» Exercise details: In the summary of the Bringing the Children Home project below, rewrite the paragraph that begins "The project is also conducting a survey" as a short bulleted list that keeps its main facts.

START Study text

Bringing the Children Home

Summary

The Bringing the Children Home research project is led by the Manitoba Inuit Association. This project will be focused on the Kivalliq Region of Nunavut with Inuit women. The project is about Inuit women's experiences of having their children taken or are concerned with having their children taken from them by child welfare workers when they are in Winnipeg to give birth or receive medical care for them or their children. The goal of the project is to learn how and why Inuit babies and young children are being apprehended in Manitoba to prevent this from happening in the future. Through interviews and focus groups/knowledge sharing activities with Inuit women from Nunavut who have their babies taken from them in Manitoba, we also aim to learn about how to better support Inuit women and families who travel to give birth or to seek medical care for themselves and their children. A survey will be made available online for those that may wish to participate in the Kivalliq more generally, and who may prefer that mode for providing their responses.

The project is also conducting a survey with service providers in Winnipeg, Manitoba. The survey aims to learn from nurses, police officers, and child welfare workers about the processes that influence the apprehension of Inuit children in Winnipeg healthcare and hospital settings. In the Kivalliq, the project will also be conducting interviews with service providers (such as nurses and child welfare workers) who have worked with mothers who have travelled to Winnipeg to give birth or seek medical care, to learn from their perspectives from within the health and social services.

END Study text
START Extracted information

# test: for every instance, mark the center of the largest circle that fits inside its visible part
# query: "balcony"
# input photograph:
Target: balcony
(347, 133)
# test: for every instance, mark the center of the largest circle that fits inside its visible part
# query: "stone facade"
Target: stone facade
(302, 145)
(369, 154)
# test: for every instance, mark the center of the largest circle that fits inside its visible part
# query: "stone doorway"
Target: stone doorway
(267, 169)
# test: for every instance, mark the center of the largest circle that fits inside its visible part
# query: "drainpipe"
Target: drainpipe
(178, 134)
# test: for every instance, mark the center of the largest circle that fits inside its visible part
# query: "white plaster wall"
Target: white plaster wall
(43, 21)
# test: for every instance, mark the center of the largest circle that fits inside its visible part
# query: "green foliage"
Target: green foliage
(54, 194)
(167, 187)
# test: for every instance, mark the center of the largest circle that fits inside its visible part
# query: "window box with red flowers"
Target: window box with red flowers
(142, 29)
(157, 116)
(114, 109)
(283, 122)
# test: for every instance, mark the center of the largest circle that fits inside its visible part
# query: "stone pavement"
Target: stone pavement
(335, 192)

END Extracted information

» Answer section:
- The project is running a survey with service providers in Winnipeg, Manitoba.
- The survey seeks to learn from nurses, police officers, and child welfare workers about the processes that influence the apprehension of Inuit children in Winnipeg healthcare and hospital settings.
- In the Kivalliq, the project will interview service providers, such as nurses and child welfare workers, who have worked with mothers who traveled to Winnipeg to give birth or seek medical care.
- These interviews aim to learn from their perspectives within the health and social services.